***** Excerpt *****

Museum in Oklahoma City

The American Pigeon Museum & Library (APM&L) in Oklahoma City, Oklahoma, documents the history of pigeons and their domestication in the United States, with emphasis on the usage of homing pigeons during World War I and World War II. Founded as the American Homing Pigeon Institute (AHPI) in 1973, the current museum opened in 1993 and focused on pigeon racing but later expanded to its current scope.

==History==
The American Homing Pigeon Institute was founded in 1973 in Wichita, Kansas, and focused on homing pigeons and the history of pigeon racing. Later, the museum expanded to include the total history of pigeon domestication.

In 1993, the AHPI purchased a 10 acre plot of land at 2308 Northeast 63rd Street and repurposed the existing buildings on the site to host the museum, library, aviary, and exhibition space, naming it the Pigeon Center of the Americas. The site was dedicated on March 27. In 2013, a new museum building was built next to the old one. The museum reopened to the public on June 13, 2014.

==Description==
The APM&L is located in a 6000 sqft building at 2300 Northeast 63rd Street in Oklahoma City. The site was chosen for its central location in Oklahoma and its proximity to Remington Park, major highways, and Route 66. The American Racing Pigeon Union is headquartered at the museum.

The museum's scope covers various pigeon species as well as their history, with emphasis on domestic and homing pigeons. There are three main sections: one on pigeon racing, another on the use of homing pigeons during World War I and World War II, and the last on the different species of fancy pigeons that are bred for appearances. While there is a focus on the United States, the collections include memorabilia and artifacts from several other countries. Artifacts include racing clocks, war memorabilia, paintings, and taxidermy specimens. The on-site library keeps a range of material on pigeons.

The museum also operates an aviary, called the World of Wings, which sits across the street from the main building, containing a flock of 200–250 pigeons. Some of the pigeons, many of which are loaned to the museum, are available to be viewed and handled by the public. The pigeons are kept in the sanctuary when they are not on display.

*****

» Exercise tasks:
**a)** According to the pigeon museum excerpt, which organization is headquartered at the museum?
**b)** Name every kind of artifact the pigeon museum excerpt lists as part of the collections.
**c)** From the pigeon museum excerpt, repeat word for word the part that opens with the words containing "The American Pigeon" and closes with "its current scope.".

***** Supplied material *****

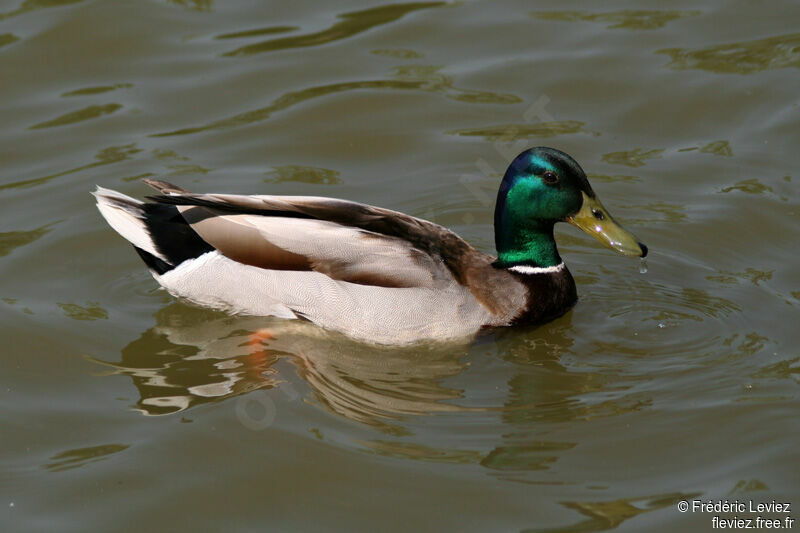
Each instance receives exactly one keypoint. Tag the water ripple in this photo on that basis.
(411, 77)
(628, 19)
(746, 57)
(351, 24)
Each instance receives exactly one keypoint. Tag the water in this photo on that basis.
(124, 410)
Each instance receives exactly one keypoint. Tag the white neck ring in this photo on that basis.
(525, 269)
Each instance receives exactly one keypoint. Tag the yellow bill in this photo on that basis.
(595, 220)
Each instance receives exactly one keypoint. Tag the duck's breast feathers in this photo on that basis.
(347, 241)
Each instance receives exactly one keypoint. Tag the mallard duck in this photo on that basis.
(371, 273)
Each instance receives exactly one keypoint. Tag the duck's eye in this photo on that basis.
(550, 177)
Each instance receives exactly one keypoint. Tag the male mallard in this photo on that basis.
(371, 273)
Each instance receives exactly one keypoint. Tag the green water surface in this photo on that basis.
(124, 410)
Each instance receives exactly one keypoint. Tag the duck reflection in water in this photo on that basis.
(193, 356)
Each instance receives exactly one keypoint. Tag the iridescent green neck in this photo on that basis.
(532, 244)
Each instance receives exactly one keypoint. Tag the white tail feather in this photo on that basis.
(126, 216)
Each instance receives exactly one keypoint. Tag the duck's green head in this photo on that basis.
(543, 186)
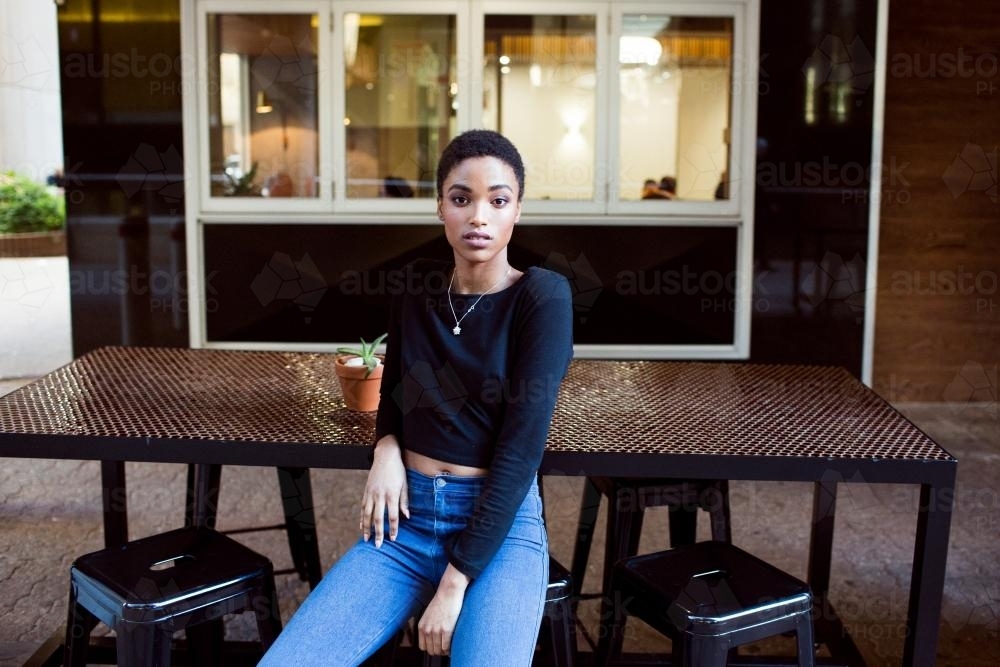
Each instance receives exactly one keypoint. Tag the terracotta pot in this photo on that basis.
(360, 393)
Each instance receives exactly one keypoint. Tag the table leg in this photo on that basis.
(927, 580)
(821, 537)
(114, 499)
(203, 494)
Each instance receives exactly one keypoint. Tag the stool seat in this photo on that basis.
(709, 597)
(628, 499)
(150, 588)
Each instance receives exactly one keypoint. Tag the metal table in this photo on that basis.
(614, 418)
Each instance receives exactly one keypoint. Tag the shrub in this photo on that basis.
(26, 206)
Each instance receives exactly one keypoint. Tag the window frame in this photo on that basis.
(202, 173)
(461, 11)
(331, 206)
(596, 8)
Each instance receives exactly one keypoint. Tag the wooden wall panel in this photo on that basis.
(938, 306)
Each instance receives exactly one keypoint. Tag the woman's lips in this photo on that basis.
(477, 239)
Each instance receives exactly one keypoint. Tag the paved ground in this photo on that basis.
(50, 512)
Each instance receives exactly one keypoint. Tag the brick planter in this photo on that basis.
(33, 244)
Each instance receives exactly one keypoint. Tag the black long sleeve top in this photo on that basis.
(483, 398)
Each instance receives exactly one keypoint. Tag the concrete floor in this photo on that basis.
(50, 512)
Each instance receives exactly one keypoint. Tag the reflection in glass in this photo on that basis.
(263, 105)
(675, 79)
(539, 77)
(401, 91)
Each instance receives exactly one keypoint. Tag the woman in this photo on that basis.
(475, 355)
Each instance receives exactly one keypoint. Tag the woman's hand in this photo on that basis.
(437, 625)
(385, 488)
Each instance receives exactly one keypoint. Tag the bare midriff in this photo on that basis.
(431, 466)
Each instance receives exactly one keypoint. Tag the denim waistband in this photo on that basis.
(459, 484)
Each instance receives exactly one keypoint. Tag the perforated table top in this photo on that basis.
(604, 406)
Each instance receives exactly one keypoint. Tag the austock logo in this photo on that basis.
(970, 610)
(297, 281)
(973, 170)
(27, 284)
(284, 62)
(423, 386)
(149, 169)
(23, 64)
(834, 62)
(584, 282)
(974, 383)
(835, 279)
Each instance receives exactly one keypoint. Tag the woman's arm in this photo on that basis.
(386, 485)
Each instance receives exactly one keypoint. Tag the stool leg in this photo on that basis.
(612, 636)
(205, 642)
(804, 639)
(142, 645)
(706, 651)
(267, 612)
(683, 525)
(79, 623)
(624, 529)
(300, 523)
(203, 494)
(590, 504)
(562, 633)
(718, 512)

*****

» Solutions to the exercise:
**a)** The American Racing Pigeon Union

**b)** Racing clocks, war memorabilia, paintings, and taxidermy specimens

**c)**
The American Pigeon Museum & Library (APM&L) in Oklahoma City, Oklahoma, documents the history of pigeons and their domestication in the United States, with emphasis on the usage of homing pigeons during World War I and World War II. Founded as the American Homing Pigeon Institute (AHPI) in 1973, the current museum opened in 1993 and focused on pigeon racing but later expanded to its current scope.